Rows of bounding box annotation data:
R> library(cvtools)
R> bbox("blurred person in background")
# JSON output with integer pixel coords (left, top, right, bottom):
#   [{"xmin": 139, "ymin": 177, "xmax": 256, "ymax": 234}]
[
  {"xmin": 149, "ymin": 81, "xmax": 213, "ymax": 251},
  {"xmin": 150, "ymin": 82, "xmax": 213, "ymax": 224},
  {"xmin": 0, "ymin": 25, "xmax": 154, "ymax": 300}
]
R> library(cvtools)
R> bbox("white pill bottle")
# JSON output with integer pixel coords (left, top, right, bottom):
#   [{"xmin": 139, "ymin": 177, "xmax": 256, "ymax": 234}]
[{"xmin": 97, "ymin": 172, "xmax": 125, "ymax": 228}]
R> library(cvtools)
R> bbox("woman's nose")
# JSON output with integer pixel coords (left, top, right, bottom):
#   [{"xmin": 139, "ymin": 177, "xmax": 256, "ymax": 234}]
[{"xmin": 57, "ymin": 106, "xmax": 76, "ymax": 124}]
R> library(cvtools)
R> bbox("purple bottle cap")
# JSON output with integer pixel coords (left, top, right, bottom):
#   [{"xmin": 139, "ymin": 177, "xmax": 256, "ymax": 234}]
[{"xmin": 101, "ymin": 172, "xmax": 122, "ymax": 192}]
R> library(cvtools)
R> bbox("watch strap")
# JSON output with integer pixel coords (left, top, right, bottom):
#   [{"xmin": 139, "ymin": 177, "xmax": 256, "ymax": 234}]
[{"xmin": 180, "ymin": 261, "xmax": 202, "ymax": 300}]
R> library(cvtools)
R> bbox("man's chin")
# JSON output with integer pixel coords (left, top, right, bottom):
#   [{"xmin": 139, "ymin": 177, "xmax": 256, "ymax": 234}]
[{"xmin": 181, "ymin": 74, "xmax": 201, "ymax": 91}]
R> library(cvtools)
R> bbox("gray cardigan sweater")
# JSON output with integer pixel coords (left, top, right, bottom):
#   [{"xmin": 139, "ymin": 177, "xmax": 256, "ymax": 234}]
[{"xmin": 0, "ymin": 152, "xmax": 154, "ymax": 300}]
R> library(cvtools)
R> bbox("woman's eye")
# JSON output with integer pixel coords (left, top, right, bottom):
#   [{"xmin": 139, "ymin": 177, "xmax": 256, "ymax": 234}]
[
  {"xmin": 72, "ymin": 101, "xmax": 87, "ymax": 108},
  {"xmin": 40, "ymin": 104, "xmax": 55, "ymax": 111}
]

■ **Exercise objective**
Which lines above contain the word "bottle"? Pull out each of them in full.

■ **Task solution**
R> bbox("white pill bottle")
R> bbox("purple bottle cap")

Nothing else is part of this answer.